**Brief**
Reproduce every line of the data below, requests included, from the line containing "Whereabouts in this scan can the bomber tail" through the line containing "[151,254,588,331]". Scale each bounding-box coordinate in the answers by 0.25 and round it to a whole number, with halves going up. Leave out all other lines.

Data entries
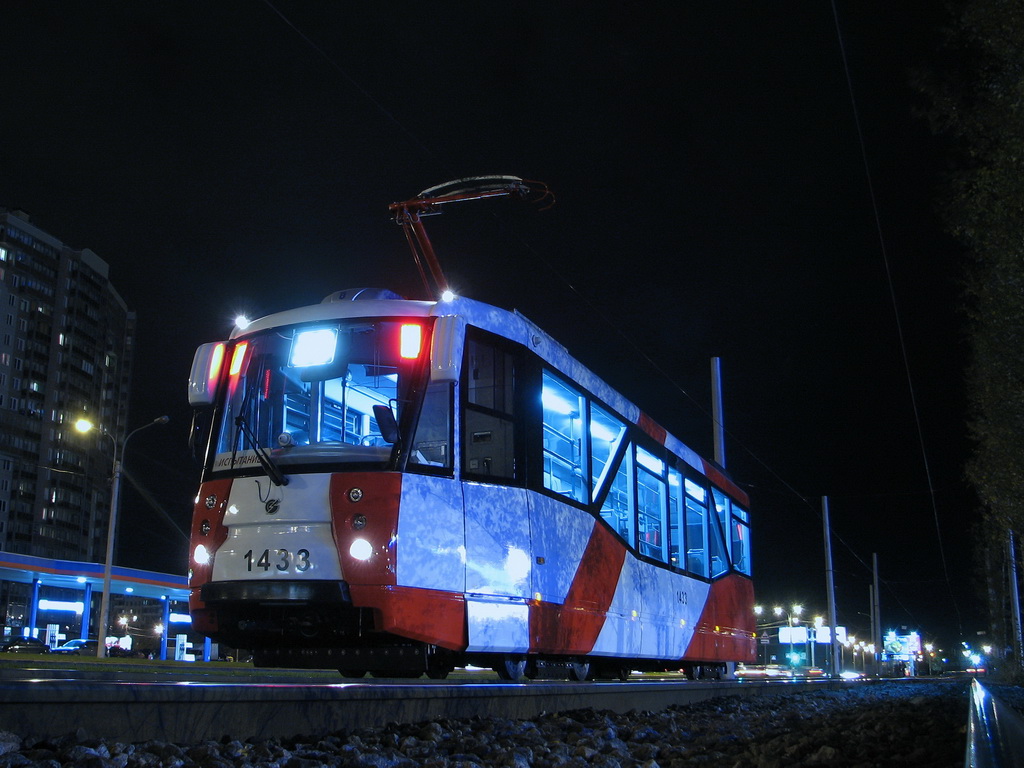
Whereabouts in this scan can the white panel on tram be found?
[395,473,466,594]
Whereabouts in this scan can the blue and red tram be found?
[189,289,756,679]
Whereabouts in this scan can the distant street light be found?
[75,416,170,658]
[772,604,804,667]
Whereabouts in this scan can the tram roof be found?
[0,552,188,600]
[231,291,750,505]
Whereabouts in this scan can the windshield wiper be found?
[231,376,288,485]
[231,414,288,485]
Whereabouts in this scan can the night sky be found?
[0,0,983,647]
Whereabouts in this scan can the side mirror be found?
[374,404,398,443]
[188,341,226,408]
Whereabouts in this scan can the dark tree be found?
[922,0,1024,666]
[925,0,1024,530]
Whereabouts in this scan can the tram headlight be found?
[348,539,374,560]
[193,544,210,565]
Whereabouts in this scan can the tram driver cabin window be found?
[462,338,516,480]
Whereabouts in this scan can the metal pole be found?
[821,496,840,677]
[860,584,878,675]
[96,450,120,658]
[96,416,170,658]
[871,552,885,674]
[711,357,725,469]
[1008,529,1024,669]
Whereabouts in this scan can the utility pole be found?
[815,496,841,678]
[711,357,725,469]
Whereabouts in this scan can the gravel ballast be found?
[0,681,983,768]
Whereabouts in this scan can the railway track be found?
[0,664,845,742]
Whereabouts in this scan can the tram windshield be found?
[212,319,426,472]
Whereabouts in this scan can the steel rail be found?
[964,678,1024,768]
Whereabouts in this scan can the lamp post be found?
[772,605,804,667]
[75,416,170,658]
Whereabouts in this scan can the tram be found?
[188,177,756,680]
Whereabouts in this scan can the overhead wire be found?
[263,0,961,623]
[831,0,964,634]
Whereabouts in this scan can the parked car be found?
[0,637,50,653]
[53,639,96,656]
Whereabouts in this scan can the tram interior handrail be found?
[964,679,1024,768]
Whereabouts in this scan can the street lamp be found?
[75,416,170,658]
[772,604,804,667]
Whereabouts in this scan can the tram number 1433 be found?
[243,549,309,572]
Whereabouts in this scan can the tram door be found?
[463,481,532,653]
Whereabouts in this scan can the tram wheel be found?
[594,664,630,683]
[569,662,591,683]
[492,656,526,683]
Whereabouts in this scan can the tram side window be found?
[683,479,708,577]
[711,488,732,577]
[590,402,626,502]
[409,383,452,469]
[669,469,683,568]
[462,338,517,479]
[637,445,668,562]
[708,499,729,579]
[601,450,636,544]
[541,371,590,502]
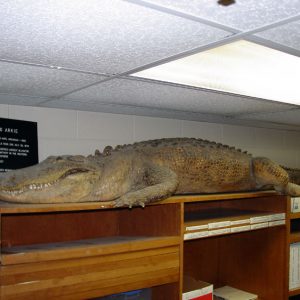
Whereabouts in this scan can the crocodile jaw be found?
[0,157,99,203]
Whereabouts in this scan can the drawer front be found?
[0,245,179,299]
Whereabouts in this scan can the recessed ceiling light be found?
[132,40,300,105]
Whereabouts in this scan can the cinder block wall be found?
[0,104,300,168]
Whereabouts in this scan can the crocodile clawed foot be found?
[115,196,145,208]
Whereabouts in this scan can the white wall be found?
[0,104,300,168]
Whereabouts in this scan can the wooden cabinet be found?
[0,192,290,300]
[287,197,300,299]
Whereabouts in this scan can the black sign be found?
[0,118,38,172]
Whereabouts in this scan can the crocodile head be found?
[0,155,101,203]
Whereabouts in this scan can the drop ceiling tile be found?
[0,62,104,97]
[240,109,300,126]
[257,22,300,51]
[0,0,228,74]
[66,79,293,116]
[0,95,49,106]
[146,0,300,31]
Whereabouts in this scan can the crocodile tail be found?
[281,166,300,185]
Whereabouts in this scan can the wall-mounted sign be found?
[0,118,38,172]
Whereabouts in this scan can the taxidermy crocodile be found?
[0,138,300,207]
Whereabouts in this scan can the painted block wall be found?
[0,104,300,168]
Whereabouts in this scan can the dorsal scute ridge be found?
[98,137,252,156]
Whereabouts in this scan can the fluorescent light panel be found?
[132,40,300,105]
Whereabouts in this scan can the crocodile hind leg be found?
[253,157,300,196]
[115,165,178,208]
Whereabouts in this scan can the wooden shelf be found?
[0,191,288,300]
[1,236,180,265]
[0,191,278,214]
[290,212,300,220]
[289,287,300,296]
[184,208,286,240]
[290,232,300,244]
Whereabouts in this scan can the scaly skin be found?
[0,138,300,207]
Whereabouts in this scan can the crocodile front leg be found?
[115,165,178,208]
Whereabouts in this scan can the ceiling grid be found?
[0,0,300,131]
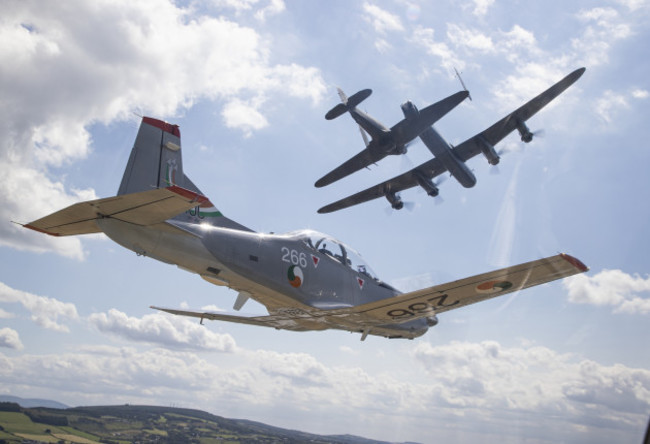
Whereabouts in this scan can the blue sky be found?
[0,0,650,443]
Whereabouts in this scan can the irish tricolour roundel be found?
[287,265,304,288]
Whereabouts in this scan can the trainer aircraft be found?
[24,117,587,339]
[318,68,585,213]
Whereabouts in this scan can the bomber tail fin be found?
[325,88,372,120]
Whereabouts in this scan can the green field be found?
[0,403,402,444]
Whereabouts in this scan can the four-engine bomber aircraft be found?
[318,68,585,213]
[25,117,587,340]
[314,88,469,187]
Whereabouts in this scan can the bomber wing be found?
[351,254,589,323]
[314,91,468,188]
[318,157,446,214]
[454,68,585,161]
[24,185,208,236]
[318,68,585,213]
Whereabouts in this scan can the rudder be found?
[117,117,252,231]
[117,117,184,195]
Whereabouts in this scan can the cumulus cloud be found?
[88,309,236,352]
[447,24,494,53]
[562,270,650,314]
[413,341,650,424]
[595,90,629,123]
[0,327,24,350]
[411,27,465,72]
[0,282,79,332]
[0,0,325,259]
[363,2,404,34]
[472,0,494,17]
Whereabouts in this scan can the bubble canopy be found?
[283,230,379,280]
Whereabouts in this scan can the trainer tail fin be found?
[117,117,251,231]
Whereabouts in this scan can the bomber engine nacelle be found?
[478,136,502,165]
[401,100,420,120]
[384,191,404,210]
[414,170,440,197]
[517,120,533,143]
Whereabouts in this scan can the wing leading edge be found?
[318,68,585,214]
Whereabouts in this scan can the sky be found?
[0,0,650,443]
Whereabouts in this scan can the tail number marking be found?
[386,294,459,319]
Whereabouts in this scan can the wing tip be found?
[560,253,589,273]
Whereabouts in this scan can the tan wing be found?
[350,254,588,323]
[24,186,207,236]
[149,305,327,331]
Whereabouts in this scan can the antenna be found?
[454,68,472,100]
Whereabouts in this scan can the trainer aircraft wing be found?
[150,305,312,330]
[318,68,585,213]
[352,254,588,323]
[151,254,588,331]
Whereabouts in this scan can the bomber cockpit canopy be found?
[287,230,378,280]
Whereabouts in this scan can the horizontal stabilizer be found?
[24,186,208,236]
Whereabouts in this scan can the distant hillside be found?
[0,403,416,444]
[0,395,68,409]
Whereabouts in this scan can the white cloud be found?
[594,90,629,123]
[88,309,237,352]
[0,308,16,319]
[363,2,404,34]
[447,24,494,53]
[472,0,494,17]
[0,282,79,332]
[572,7,633,67]
[0,0,325,259]
[0,327,24,350]
[221,99,269,137]
[211,0,286,22]
[413,341,650,423]
[562,270,650,314]
[255,0,286,22]
[411,27,465,72]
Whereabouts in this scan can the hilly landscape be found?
[0,402,416,444]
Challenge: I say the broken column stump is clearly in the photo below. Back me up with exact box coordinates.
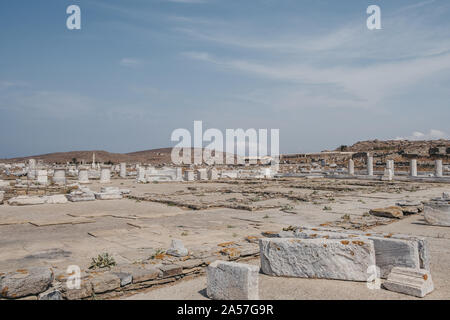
[259,238,375,281]
[383,267,434,298]
[206,260,259,300]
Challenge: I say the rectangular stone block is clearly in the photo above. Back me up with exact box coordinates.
[159,264,183,278]
[295,230,420,279]
[259,238,375,281]
[91,273,120,293]
[113,265,160,283]
[206,260,259,300]
[383,267,434,298]
[292,227,430,278]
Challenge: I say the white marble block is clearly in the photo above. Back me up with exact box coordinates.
[383,267,434,298]
[206,260,259,300]
[259,238,375,281]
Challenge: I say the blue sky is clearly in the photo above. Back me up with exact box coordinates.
[0,0,450,158]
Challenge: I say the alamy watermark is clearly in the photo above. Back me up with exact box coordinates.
[171,121,280,165]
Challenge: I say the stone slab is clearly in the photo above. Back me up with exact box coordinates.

**Answer**
Whereabouts in this scan can the bomber tail fin be found?
[81,22,93,30]
Whereabouts in this scan can the green field be found?
[0,101,101,111]
Whereabouts in this scan can the four-engine bomber aircraft be found?
[80,17,146,53]
[6,29,147,85]
[79,22,117,47]
Whereabouts in this scan can the bomber wing be found?
[88,64,147,81]
[79,23,117,47]
[80,39,112,54]
[114,17,146,40]
[6,46,52,59]
[80,17,146,53]
Whereabouts in this scan can the rudder be found?
[29,29,63,58]
[29,29,46,49]
Whereabouts in this scan can the cumulus cloud be found?
[22,77,59,88]
[112,6,124,13]
[141,68,163,79]
[103,85,163,106]
[149,23,157,31]
[0,82,6,88]
[103,7,116,18]
[0,71,20,83]
[0,0,81,65]
[91,1,101,9]
[118,0,124,4]
Whereabouts in this scan can the bubble canopy be found?
[71,58,95,70]
Whereabouts in this scan can the trainer tail fin be found?
[29,29,63,58]
Whereabouts in this scan can the bomber engine nacelle be found?
[120,34,126,41]
[100,25,105,30]
[96,48,101,53]
[104,43,110,49]
[129,30,133,36]
Whereabouts in this scan can the wing leading edge be found?
[80,17,146,54]
Whereabouts in this scan can the sky be found?
[0,0,163,111]
Whereabouts in this scan can the tail number marking be found?
[97,74,115,80]
Whereabouts in this scan can the wing tip be found?
[140,63,147,68]
Whereabouts in this scan can the tan wing be found?
[88,64,147,81]
[6,47,52,59]
[37,76,82,83]
Whereabouts in this scan can the antenna be found?
[114,17,118,25]
Whereabouts in this scan can the trainer aircraft wing be found?
[38,76,78,83]
[80,17,146,53]
[88,64,147,81]
[38,64,147,83]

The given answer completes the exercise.